What the task requires.
Reproduce each of the following items line for line, with no changes.

(Coordinate annotation records)
———
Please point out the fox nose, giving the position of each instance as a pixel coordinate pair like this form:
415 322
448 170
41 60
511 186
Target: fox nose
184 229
———
Complete answer.
Please point out the fox nose, giving the position of each instance as a pixel coordinate pair like this form:
415 322
448 170
41 60
511 186
Target: fox nose
184 229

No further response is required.